Trascrivi dal testo di partenza il brano che va da "Quanto all’elemento soggettivo, il" fino a "dall’art. 582 c.p.", incluso.

── Testo di partenza

Quanto all’elemento soggettivo, il delitto, a differenza della configurazione di cui al comma 1, è punibile a titolo di dolo specifico, richiedendosi la coscienza e volontà di cagionare la lesione, al fine di menomare le funzioni sessuali (finalità il cui mancato conseguimento non incide sulla consumazione del reato, rispetto al quale, come detto, rileva esclusivamente il prodursi della malattia). Poco opportuna, sotto il profilo interpretativo, appare, inoltre, la previsione di una circostanza attenuante ad effetto speciale, sancita dall’ultimo periodo del comma in esame, per il caso in cui la lesione sia di lieve entità, in quanto rimette al giudice una non agevole (dunque potenzialmente disuniforme) valutazione, contrapposta alla «chiarezza» delle nozioni «comuni» di lesione lieve o lievissima, connesse alla durata della patologia prodotta, evincibili dall’art. 582 c.p.

────
── Sezione dati

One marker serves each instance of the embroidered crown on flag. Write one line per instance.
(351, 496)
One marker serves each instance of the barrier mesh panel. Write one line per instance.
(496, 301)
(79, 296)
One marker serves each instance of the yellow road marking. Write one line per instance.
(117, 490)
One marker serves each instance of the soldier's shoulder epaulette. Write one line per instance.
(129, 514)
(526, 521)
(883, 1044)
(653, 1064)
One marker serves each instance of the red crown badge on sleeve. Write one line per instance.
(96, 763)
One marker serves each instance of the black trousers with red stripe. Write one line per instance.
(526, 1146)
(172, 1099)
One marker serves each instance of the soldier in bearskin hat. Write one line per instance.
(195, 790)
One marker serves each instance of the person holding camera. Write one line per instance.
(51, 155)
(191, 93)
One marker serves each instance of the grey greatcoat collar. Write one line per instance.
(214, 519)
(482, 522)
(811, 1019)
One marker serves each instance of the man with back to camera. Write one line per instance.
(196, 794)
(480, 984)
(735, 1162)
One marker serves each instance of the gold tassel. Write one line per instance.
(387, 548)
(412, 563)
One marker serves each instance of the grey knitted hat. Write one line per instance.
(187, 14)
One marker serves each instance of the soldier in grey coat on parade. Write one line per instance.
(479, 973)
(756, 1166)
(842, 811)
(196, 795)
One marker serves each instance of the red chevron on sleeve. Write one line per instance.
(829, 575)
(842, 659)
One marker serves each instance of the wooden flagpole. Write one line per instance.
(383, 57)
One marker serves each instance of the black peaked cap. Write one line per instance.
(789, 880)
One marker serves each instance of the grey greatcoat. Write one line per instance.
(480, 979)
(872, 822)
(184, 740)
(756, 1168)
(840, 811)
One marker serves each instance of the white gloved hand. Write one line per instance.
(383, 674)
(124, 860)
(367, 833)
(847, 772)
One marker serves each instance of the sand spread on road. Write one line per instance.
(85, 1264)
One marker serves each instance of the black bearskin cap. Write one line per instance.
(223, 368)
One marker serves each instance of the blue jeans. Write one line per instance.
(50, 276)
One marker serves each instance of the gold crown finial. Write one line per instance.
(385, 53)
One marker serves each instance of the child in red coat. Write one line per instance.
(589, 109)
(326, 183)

────

_Soluzione_.
Quanto all’elemento soggettivo, il delitto, a differenza della configurazione di cui al comma 1, è punibile a titolo di dolo specifico, richiedendosi la coscienza e volontà di cagionare la lesione, al fine di menomare le funzioni sessuali (finalità il cui mancato conseguimento non incide sulla consumazione del reato, rispetto al quale, come detto, rileva esclusivamente il prodursi della malattia). Poco opportuna, sotto il profilo interpretativo, appare, inoltre, la previsione di una circostanza attenuante ad effetto speciale, sancita dall’ultimo periodo del comma in esame, per il caso in cui la lesione sia di lieve entità, in quanto rimette al giudice una non agevole (dunque potenzialmente disuniforme) valutazione, contrapposta alla «chiarezza» delle nozioni «comuni» di lesione lieve o lievissima, connesse alla durata della patologia prodotta, evincibili dall’art. 582 c.p.